*** Opening of Source extract ***

Month: June 2020
Rael vs. Bob Larson
My first exposure to Rael was on Rev. Bob Larson’s wacko radio show in 1990. I just did a websearch and found it on youtube, so posting it below. I’m gonna listen to it again for the first time in 30 years! Will you join me?
Buck Nelson and the Downhome Visitors from Venus
The following bit on Buck Nelson was co-written with my cosmic cohort, Greg Bishop, host of Radio Misterioso.
Buck Nelson will forever be known as the guy who sold Venusian dog hair, but is probably best known for the famous photo in which he is holding up a sign for one of his spacecraft conventions with the “S” written backwards.
On July 30th, 1954, sixty-five-year old Buck witnessed “a huge disc-like object” hovering over his farm in the Ozark Mountains of Arkansas that beamed down a light “much brighter and hotter than the sun.” Buck later claimed that this beam cured him of chronic lumbago. 1
The following year, Buck was treated to a second otherworldly visitation when a saucer landed in his barnyard carrying a crew of three amiable spacemen that included “Bob Solomon” (a strange name for a Venusian), an earthling traveling with him named “Little Bucky” and a third unnamed “old man” who was a trainee pilot brought along to learn how to steer the saucer. All three space-guys sauntered out of their saucer naked as jaybirds, carrying their uniforms on their shoulders to show they were normally proportioned human men so as not to alarm old Buck—though of course who knows if Buck would have found them any less alarming if they’d been wearing their normal spacesuits. Accompanying the space voyagers was a 385-pound space dog called “Big Bo” who stood on his hind legs and shook Buck’s hand just like he was a regular human feller.
Little Bucky, as the story goes, was a nineteen-year-old Earth-boy, who in 1940 was visited by a Venusian spaceship that landed on his family’s property in Colorado with an offer to take them all on a trip to Venus and back. However, little four-year-old Bucky was the only one in his clan to take the Venusians up on their offer, which apparently his parents were ok with.
As for Bob Solomon, he was a two-hundred-year-old Venusian who didn’t look much older than Bucky, which says a lot about the fine living one can find on Venus. Buck soon learned from the spacemen that atomic bombs would be the death of us all and that we needed to wise up and put the skids on any further atomic bomb testing or reap the dire results!

*** Close of Source extract ***

=== Work task A ===
In the blog excerpt, who arrived on the saucer that landed in Buck Nelson's barnyard? Include the dog.
=== Work task B ===
Can you quote the blog excerpt's stretch from "Little Bucky, as" through "the dire results!"?

*** Opening of Supplied entries ***

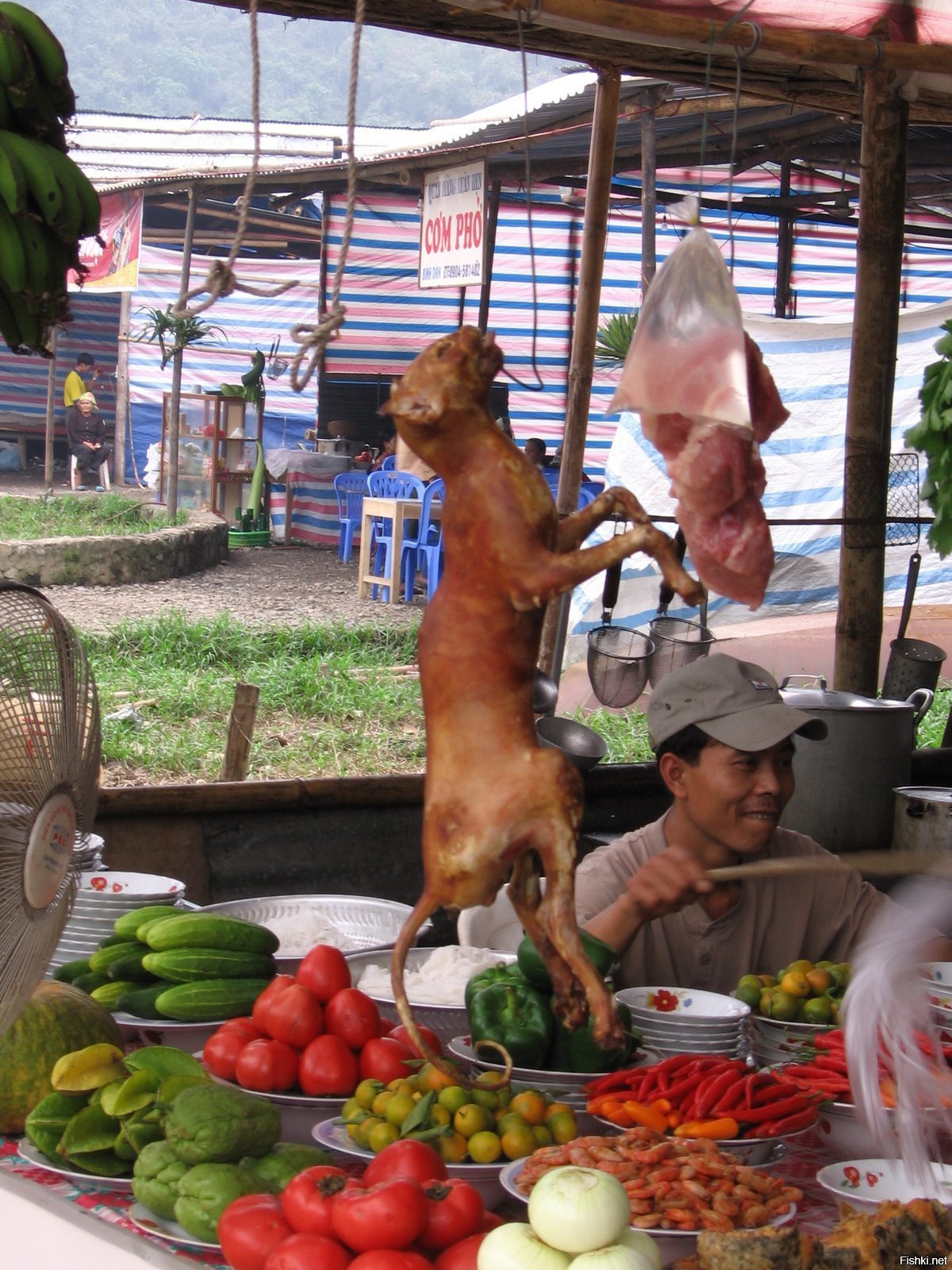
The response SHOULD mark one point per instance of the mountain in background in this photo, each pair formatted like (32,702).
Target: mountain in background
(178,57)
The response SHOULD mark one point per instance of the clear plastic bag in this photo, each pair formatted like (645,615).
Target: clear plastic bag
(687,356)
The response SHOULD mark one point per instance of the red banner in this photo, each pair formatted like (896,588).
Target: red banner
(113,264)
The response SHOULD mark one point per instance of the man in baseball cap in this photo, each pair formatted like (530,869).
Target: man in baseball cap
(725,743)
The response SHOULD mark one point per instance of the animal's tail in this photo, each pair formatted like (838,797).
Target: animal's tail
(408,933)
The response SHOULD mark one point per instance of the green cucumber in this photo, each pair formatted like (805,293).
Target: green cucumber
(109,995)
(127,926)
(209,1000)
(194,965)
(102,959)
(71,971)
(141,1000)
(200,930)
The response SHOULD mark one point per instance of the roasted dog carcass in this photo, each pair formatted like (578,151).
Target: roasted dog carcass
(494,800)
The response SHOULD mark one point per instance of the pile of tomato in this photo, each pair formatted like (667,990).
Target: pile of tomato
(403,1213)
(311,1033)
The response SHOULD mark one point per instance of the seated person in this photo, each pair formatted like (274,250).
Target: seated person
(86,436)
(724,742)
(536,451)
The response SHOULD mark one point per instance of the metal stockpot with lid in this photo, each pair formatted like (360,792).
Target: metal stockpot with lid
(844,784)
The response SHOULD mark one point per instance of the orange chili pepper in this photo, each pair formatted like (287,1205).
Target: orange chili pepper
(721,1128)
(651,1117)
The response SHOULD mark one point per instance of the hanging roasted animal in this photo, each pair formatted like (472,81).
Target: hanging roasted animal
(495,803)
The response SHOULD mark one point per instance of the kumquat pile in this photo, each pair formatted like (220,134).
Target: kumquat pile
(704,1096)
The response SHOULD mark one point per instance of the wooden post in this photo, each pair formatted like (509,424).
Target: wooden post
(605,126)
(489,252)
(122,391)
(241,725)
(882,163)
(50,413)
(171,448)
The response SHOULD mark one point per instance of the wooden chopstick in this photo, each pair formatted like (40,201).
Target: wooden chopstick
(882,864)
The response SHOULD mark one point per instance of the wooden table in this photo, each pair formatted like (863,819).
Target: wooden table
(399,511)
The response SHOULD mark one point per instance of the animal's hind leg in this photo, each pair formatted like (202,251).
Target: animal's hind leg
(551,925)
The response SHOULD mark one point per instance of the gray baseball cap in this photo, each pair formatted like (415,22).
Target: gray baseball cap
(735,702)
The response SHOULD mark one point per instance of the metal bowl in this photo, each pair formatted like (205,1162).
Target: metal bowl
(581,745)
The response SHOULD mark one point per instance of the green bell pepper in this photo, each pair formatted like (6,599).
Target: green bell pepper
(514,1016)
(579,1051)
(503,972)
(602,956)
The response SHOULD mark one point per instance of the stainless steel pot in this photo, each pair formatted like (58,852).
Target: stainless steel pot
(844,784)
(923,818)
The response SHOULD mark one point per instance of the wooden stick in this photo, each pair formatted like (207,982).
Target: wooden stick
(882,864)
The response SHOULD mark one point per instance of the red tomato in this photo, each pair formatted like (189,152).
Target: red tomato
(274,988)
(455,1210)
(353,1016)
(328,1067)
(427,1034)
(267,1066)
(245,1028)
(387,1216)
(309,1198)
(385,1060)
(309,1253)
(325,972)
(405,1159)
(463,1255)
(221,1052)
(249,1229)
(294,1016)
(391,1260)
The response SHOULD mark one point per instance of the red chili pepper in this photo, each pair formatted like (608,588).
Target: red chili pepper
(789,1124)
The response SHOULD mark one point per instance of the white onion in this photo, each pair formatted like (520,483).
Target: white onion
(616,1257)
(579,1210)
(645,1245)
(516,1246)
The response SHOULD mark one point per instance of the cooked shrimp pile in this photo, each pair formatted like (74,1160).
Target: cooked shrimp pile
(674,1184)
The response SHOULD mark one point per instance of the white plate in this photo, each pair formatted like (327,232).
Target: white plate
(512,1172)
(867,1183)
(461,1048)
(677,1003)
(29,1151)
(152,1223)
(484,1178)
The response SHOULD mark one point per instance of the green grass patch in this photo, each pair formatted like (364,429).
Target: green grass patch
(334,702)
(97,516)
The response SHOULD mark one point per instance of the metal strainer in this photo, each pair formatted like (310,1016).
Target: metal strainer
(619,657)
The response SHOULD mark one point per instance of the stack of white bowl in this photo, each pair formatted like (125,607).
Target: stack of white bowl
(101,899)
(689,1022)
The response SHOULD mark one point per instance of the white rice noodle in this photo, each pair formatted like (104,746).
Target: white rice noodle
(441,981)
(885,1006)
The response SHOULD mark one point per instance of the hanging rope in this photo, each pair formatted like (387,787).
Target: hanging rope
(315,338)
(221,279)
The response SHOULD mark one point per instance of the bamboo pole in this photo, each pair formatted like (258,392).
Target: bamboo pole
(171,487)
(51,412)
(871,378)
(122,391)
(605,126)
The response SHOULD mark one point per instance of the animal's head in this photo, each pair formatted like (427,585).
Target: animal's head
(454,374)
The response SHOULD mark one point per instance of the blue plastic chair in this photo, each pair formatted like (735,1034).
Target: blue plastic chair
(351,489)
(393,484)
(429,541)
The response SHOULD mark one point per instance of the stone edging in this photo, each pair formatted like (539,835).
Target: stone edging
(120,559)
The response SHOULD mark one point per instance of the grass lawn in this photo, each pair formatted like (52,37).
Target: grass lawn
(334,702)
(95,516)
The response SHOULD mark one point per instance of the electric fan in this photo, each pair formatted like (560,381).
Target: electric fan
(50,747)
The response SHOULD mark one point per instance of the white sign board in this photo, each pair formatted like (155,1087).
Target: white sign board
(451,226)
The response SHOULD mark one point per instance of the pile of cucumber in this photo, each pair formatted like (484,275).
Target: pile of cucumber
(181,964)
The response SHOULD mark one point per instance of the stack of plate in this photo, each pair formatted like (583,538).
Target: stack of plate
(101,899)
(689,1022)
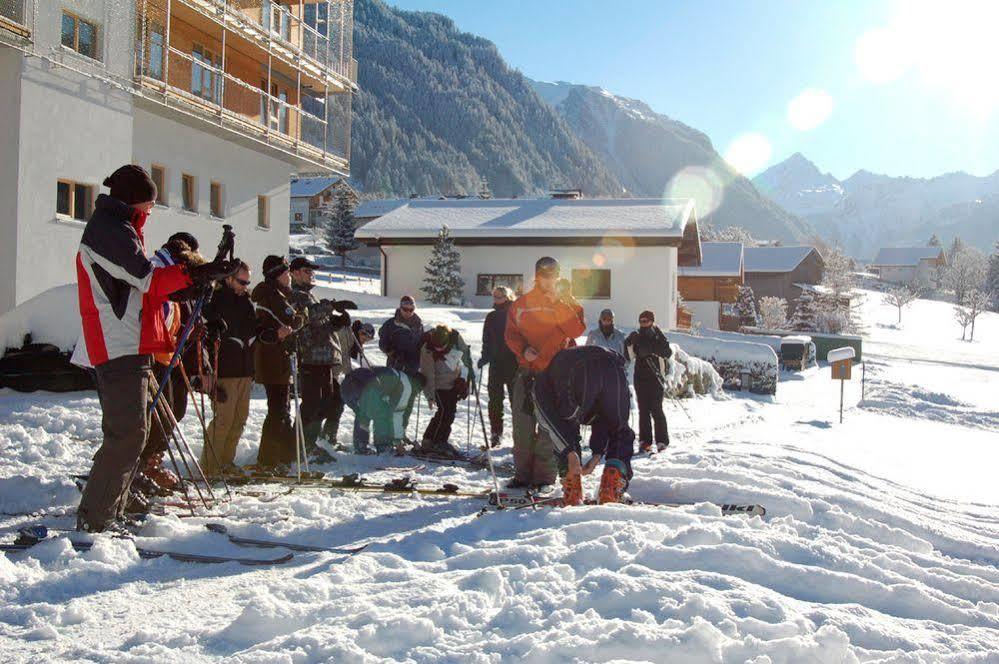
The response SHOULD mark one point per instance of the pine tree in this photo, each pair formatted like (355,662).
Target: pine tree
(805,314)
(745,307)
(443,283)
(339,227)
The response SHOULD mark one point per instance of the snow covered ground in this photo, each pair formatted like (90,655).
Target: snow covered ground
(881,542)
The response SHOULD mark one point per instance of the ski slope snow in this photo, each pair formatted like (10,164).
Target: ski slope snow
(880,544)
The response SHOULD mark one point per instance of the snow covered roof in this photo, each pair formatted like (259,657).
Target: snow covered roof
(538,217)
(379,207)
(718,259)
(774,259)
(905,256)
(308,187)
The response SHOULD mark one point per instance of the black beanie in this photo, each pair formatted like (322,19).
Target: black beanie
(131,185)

*** Close of Supplied entries ***

=== Task response A ===
- Bob Solomon
- Little Bucky
- an unnamed old man, a trainee pilot
- Big Bo, the space dog

=== Task response B ===
Little Bucky, as the story goes, was a nineteen-year-old Earth-boy, who in 1940 was visited by a Venusian spaceship that landed on his family’s property in Colorado with an offer to take them all on a trip to Venus and back. However, little four-year-old Bucky was the only one in his clan to take the Venusians up on their offer, which apparently his parents were ok with.
As for Bob Solomon, he was a two-hundred-year-old Venusian who didn’t look much older than Bucky, which says a lot about the fine living one can find on Venus. Buck soon learned from the spacemen that atomic bombs would be the death of us all and that we needed to wise up and put the skids on any further atomic bomb testing or reap the dire results!